-- EXERCISE REQUIREMENTS --
Retype every item below line for line without any change, leaving out the pictures.
* Start DATA SUPPLIED *
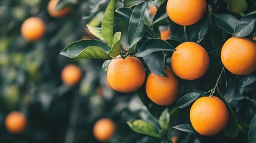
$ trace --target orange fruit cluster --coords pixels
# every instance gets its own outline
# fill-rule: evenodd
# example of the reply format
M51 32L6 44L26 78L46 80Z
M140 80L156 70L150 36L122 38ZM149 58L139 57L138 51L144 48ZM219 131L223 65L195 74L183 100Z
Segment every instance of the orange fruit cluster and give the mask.
M24 114L18 111L12 111L5 117L5 128L13 133L22 132L26 128L26 119Z
M246 75L256 71L256 41L245 38L230 38L223 45L221 59L231 73ZM245 64L246 63L246 64Z
M71 12L72 7L67 7L60 10L56 10L56 7L60 0L51 0L48 4L48 12L53 17L64 17Z
M109 140L115 133L116 125L110 119L103 118L94 124L93 134L94 137L100 141Z
M23 22L21 27L21 33L25 40L34 42L42 38L45 30L45 24L41 18L32 17Z
M229 114L225 104L217 97L197 100L190 108L190 118L194 129L202 135L214 135L227 125Z
M107 78L115 90L128 93L138 89L145 80L143 64L135 57L114 58L107 68Z
M205 0L168 0L166 13L169 18L181 26L199 21L206 10Z
M51 0L48 2L48 11L53 17L61 17L66 15L72 10L69 6L61 10L56 10L55 8L60 0ZM31 17L22 23L20 28L22 37L27 41L36 42L44 36L47 30L44 20L38 17Z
* End DATA SUPPLIED *
-- SOLVED PROBLEM --
$ trace --target orange fruit cluster --coords pixels
# every instance gets its own outline
# fill-rule: evenodd
# example of the reply format
M51 32L6 44L26 78L46 80Z
M140 80L156 70L150 36L122 38ZM149 58L139 57L138 51L144 48ZM219 131L223 65L195 74L183 100Z
Segment every instance of the orange fruit cluster and give the mask.
M24 114L18 111L12 111L5 117L5 128L13 133L22 132L26 128L26 119Z
M246 75L256 71L256 41L245 38L230 38L223 45L221 59L231 73ZM245 64L246 63L246 64Z
M71 12L72 7L67 7L60 10L56 10L56 7L60 0L51 0L48 4L48 12L53 17L64 17Z
M109 140L115 133L116 125L110 119L103 118L94 124L93 134L94 137L100 141Z
M23 22L21 27L21 33L25 40L34 42L42 38L45 30L45 24L41 18L32 17Z
M229 114L225 104L217 97L197 100L190 108L190 118L194 129L202 135L214 135L227 125Z
M107 78L115 90L128 93L138 89L145 80L143 64L135 57L114 58L107 68Z
M205 0L168 0L166 13L169 18L181 26L199 21L206 10Z
M51 0L48 2L48 11L53 17L61 17L66 15L72 10L69 6L61 10L56 10L55 8L60 0ZM31 17L22 23L20 28L22 37L27 41L36 42L44 36L47 30L44 20L38 17Z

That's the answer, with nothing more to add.